- **TEXT**:
/---

Files
blackroad-cluster-tests/README.md

7.6 KiB

BlackRoad Raspberry Pi Cluster Test Suite

Zero physical intervention. All tests over SSH. Non-destructive. Idempotent.

Quick Start

# Run full test suite on all nodes
./run-tests.sh

# Dry run (shows what would be tested)
./run-tests.sh --dry-run

# Fast mode (skips slow tests like SMART, latency)
./run-tests.sh --fast

# Test single node
./run-tests.sh --node lucidia

# Combine flags
./run-tests.sh --fast --node octavia

Prerequisites

  • Passwordless SSH to all nodes (use ssh-copy-id or Tailscale)
  • Nodes must be reachable by hostname (use .local mDNS or /etc/hosts)
  • Bash 4.0+ on orchestrator machine
  • jq for JSON parsing (optional but recommended)

What Gets Tested

Test Module Validates Critical Checks
test_os.sh Boot & OS health Uptime, kernel, filesystem R/W, boot device
test_storage.sh Storage integrity Disk/inode usage, SMART health
test_network.sh Network fabric LAN, Tailscale, DNS, mDNS, inter-node ping
test_time.sh Time authority Chrony tracking, octavia as NTP source, drift
test_mqtt.sh MQTT fabric Broker reachable, pub/sub roundtrip, retained msgs
test_systemd.sh Service health BlackRoad services active, no failed units
test_hardware.sh Hardware status Temperature, throttling, USB, I2C, HDMI
test_role.sh Role correctness node.yaml exists, role matches hardware
test_ui.sh Dashboard/UI Grafana, kiosk service, HDMI output
test_agent.sh Operator layer Heartbeat MQTT, phase cycling, emotional envelope

Test Results

Results are saved in results/ directory:

  • Per-node JSON files: {node}_{timestamp}.json
  • Summary report: summary_{timestamp}.txt

Exit Codes

  • 0 = All tests passed
  • 1 = Warnings present
  • 2 = Failures detected

Example Output

╔════════════════════════════════════════════════════════╗
║  BlackRoad Cluster Test Suite                         ║
║  Fri Dec 26 15:30:00 PST 2025                          ║
╚════════════════════════════════════════════════════════╝

Mode: LIVE | Speed: FULL
Nodes: lucidia alice aria octavia shellfish

━━━━━━━━━━━━━━━━━━━━━━━━━━━━━━━━━━━━━━━━━━━━━━━━━━━━━━
Testing: lucidia
━━━━━━━━━━━━━━━━━━━━━━━━━━━━━━━━━━━━━━━━━━━━━━━━━━━━━━
  test_os... ✓ PASS
  test_storage... ✓ PASS
  test_network... ✓ PASS
  test_time... ✓ PASS
  test_mqtt... ✓ PASS
  test_systemd... ✓ PASS
  test_hardware... ✓ PASS
  test_role... ✓ PASS
  test_ui... ✓ PASS
  test_agent... ✓ PASS

  Summary: 10 pass | 0 warn | 0 fail

━━━━━━━━━━━━━━━━━━━━━━━━━━━━━━━━━━━━━━━━━━━━━━━━━━━━━━
Testing: octavia
━━━━━━━━━━━━━━━━━━━━━━━━━━━━━━━━━━━━━━━━━━━━━━━━━━━━━━
  test_os... ✓ PASS
  test_storage... ⚠ WARN
  test_network... ✓ PASS
  test_time... ✓ PASS
  test_mqtt... ✓ PASS
  test_systemd... ✓ PASS
  test_hardware... ✓ PASS
  test_role... ✓ PASS
  test_ui... ✓ PASS
  test_agent... ✓ PASS

  Summary: 9 pass | 1 warn | 0 fail

╔════════════════════════════════════════════════════════╗
║  Cluster Summary                                       ║
╚════════════════════════════════════════════════════════╝

Total Tests: 50
Pass:  48
Warn:  2
Fail:  0

Results saved to: /Users/alexa/blackroad-cluster-tests/results

Status: WARNINGS PRESENT

Safety Guarantees

No destructive operations

  • No mkfs, dd, fdisk, or partition changes
  • No EEPROM writes
  • No forced reboots
  • No service restarts

Read-only by default

  • All tests use read operations
  • MQTT tests use temporary topics and clean up
  • File system checks are non-invasive

Idempotent execution

  • Safe to run every minute
  • Results don't affect system state
  • No cumulative side effects

Integration Examples

Cron Job (every 15 minutes)

\---

- **GIVEN TASK A**:
In the Raspberry Pi cluster test suite README, which exit code means failures were detected?
- **GIVEN TASK B**:
Continue the Raspberry Pi cluster test suite README from its final line.

- **RAW DATA**:
/---

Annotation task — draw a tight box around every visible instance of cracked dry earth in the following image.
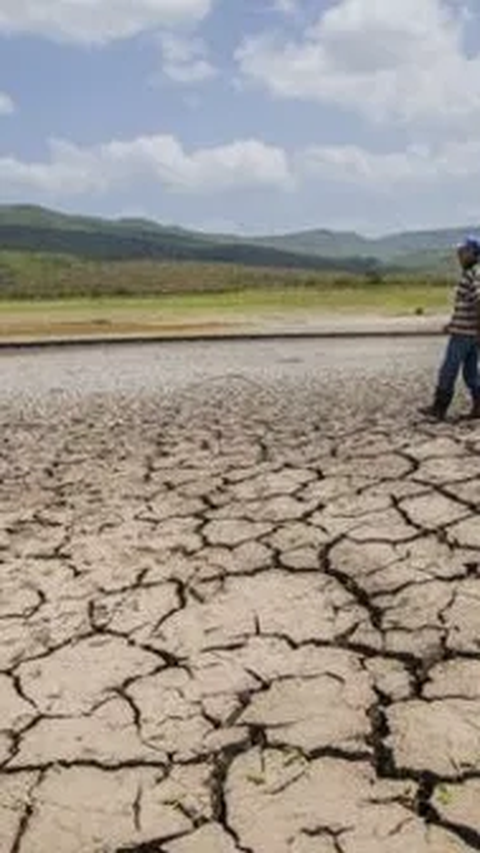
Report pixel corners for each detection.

\---

- **WRITTEN ANSWER A**:
2

- **WRITTEN ANSWER B**:
*/15 * * * * cd /home/alexa/blackroad-cluster-tests && ./run-tests.sh --fast

MQTT Alert on Failure

./run-tests.sh || mosquitto_pub -h octavia -t blackroad/alerts/tests -m "Test suite failed at $(date)"

Dashboard Integration

# Parse JSON results and send to monitoring system
./run-tests.sh --fast
for result in results/*_$(date +%Y%m%d)*.json; do
  jq -c . "$result" | curl -X POST https://monitor.blackroad.com/api/test-results -d @-
done

Pre-Deployment Check

#!/bin/bash
# deploy.sh
set -e

echo "Running cluster health check..."
./run-tests.sh --fast

if [ $? -ne 0 ]; then
  echo "❌ Cluster health check failed. Aborting deployment."
  exit 1
fi

echo "✅ Cluster healthy. Proceeding with deployment..."
# ... deployment logic

Customization

Add Custom Test Module

Create modules/test_custom.sh:

#!/usr/bin/env bash
set -euo pipefail

output_result() {
  local status=$1
  local message=$2
  local details=${3:-"{}"}
  echo "{\"test\": \"custom\", \"status\": \"$status\", \"message\": \"$message\", \"details\": $details}"
}

if [[ "${DRY_RUN:-false}" == "true" ]]; then
  output_result "DRY_RUN" "Would check custom metric"
  exit 0
fi

# Your test logic here
# ...

output_result "PASS" "Custom check passed" "{}"

Then add to TEST_MODULES array in run-tests.sh.

Change Target Nodes

Edit NODES array in run-tests.sh:

NODES=(lucidia alice aria octavia shellfish)

Adjust Thresholds

Edit individual test modules. Example in test_storage.sh:

# Change disk warning from 80% to 70%
elif [[ $ROOT_USAGE -gt 70 ]]; then
  output_result "WARN" "Root disk usage high (${ROOT_USAGE}%)" "$DETAILS"

Troubleshooting

SSH Connection Issues

# Test manual SSH
ssh lucidia "echo test"

# Set up passwordless auth
ssh-copy-id lucidia

Missing Tools on Nodes

# Install on each node
ssh lucidia "sudo apt-get update && sudo apt-get install -y jq mosquitto-clients i2c-tools smartmontools"

Slow Test Execution

# Use fast mode to skip SMART checks and latency tests
./run-tests.sh --fast

JSON Parsing Errors

# Install jq on orchestrator machine
brew install jq  # macOS
apt-get install jq  # Debian/Ubuntu

Architecture

run-tests.sh (orchestrator)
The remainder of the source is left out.